Work to complete |
1 - Using the bishops' asylum article, explain in one to three sentences why Love the Stranger was produced.
2 - Extend the bishops' asylum article beyond its final paragraph.

Bishops’ Conference in England and Wales Urges Recognition of the Dignity and Humanity of Those Seeking Protection 

Amidst increasingly restrictive UK asylum policies and ongoing deaths in the English Channel, the Catholic Bishops’ Conference of England and Wales continues to raise its voice in support of dignity and equality for all.

Bishops’ Conference in England and Wales Urges Recognition of the Dignity and Humanity of Those Seeking Protection 
Since 2018, more than 123,000 people seeking protection have arrived in small boats on the UK’s south coast. Photo: Children and adults arrive at the port of Dover after being picked up at sea by the UK’s Border Force, 23 April 2024 (© Shutterstock/Sean Aidan Calderbank)

“How many have died in our own waters without their names or stories ever being known? We should not reduce people to statistics or a political problem to be solved.”

These words, from Bishop Declan Lang and Bishop Paul McAleenan, open Love The Stranger: A Catholic Response to Migrants and Refugees, a February 2023 publication by the Catholic Bishops’ Conference of England and Wales (CBCEW). Their pertinence and relevance persevere, as yet another tragedy in the English Channel claimed the lives of five people, including a child, when a boat carrying approximately 110 people seeking protection capsized off the French town of Wimereux, south of Calais, on 23 April 2024.

Dignity, equality and a culture of encounter: formulating a Catholic response to the situation of those seeking protection

Love the Stranger was born from our desire to offer a structured Catholic response to what was, and continues to be, an extremely turbulent period for refugees and asylum seekers in the UK and beyond,” explains Bishop McAleenan, Lead Bishop for Migrants and Refugees and member of the Department for International Affairs at CBCEW. “We are as ever guided in our response by the Catholic social teaching principle of the innate human dignity of every person, and the 24 principles set out in Love the Strangerencapsulate this. They guide our collective work at national, diocesan and parish level, and we are delighted that the publication has been endorsed by both the Vatican and the Commission of the Bishops’ Conferences of the European Union.”

Data block |

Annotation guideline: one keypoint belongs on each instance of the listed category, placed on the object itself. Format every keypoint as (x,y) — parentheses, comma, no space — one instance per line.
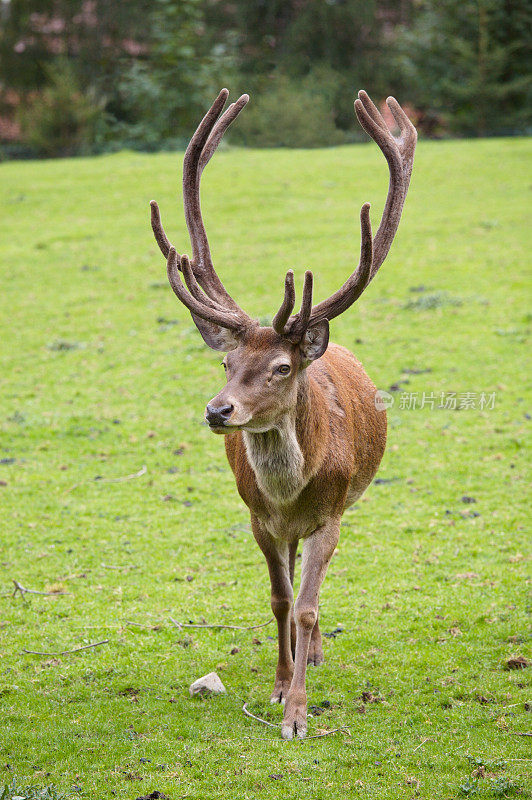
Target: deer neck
(283,458)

Responses in order |
1 - Love the Stranger was produced to give a structured Catholic response to what Bishop McAleenan calls an extremely turbulent period, then and still, for refugees and asylum seekers in the UK and beyond. It is guided by the Catholic social teaching principle of the innate human dignity of every person.

2 -
The CBCEW and Bishop McAleenan’s approach additionally draw on Pope Francis’s message concerning the importance of the encounter, set out in his Encyclical Letter Fratelli Tutti

“I have had the position of Lead Bishop for Migrants and Refugees since 2016, and my role is to be alert to policies which threaten to undermine the dignity of those seeking protection and to present the Church’s view on how society should view migrants, refugees and asylum seekers,”  Bishop McAleenan explains. “In Fratelli Tutti, Pope Francis reminds us that isolation and withdrawal into one’s own interests are never the way to bring about change and renewal. What we need instead is closeness and a culture of encounter, and we endeavour to realize this approach in our work.”

Napier Barracks is one of the several disused military facilities in the UK that have been repurposed for use as collective reception accommodation for asylum seekers since 2020. Photo: Bishop Paul McAleenan meets residents of Napier Barracks in March 2022 (© CBCEW)

CBCEW’s commitment to dignity and equality sits alongside this practical realization of encounter. “While government ministers talk about numbers and means of arrival, the Church’s starting point is always dignity and equality,” says Bishop McAleenan. “For example, reducing people to categories such as ‘highly skilled’ is an offence to dignity, because it implies some people are worth more than others. Focusing on the means of arrival similarly demeans people for choosing the only option available to them to seek protection.” 

Small boats and deaths in the Channel: the UK context

The  UK immigration policy referenced  by Bishop McAleenan began in late 2018 when significant numbers of migrants began crossing the English Channel in small boats. Such crossings were previously extremely rare, but a combination of high levels of global displacement, the increased securitization of other irregular routes into the UK, and the emergence of increasingly sophisticated smuggling operations led many to attempt the dangerous sea journey across the busiest shipping route in the world.

2021-22 saw unprecedented increases in small boat arrivals, peaking at 45,755 in 2022. While numbers fell in 2023, further increases are predicted for 2024, with arrivals in the first five months of the year exceeding those in the same period of any year since data began to be collected in 2018.

Source: Migrants detected crossing the English Channel in small boats – time series, UK Home Office & Border Force (last accessed 12 May 2024)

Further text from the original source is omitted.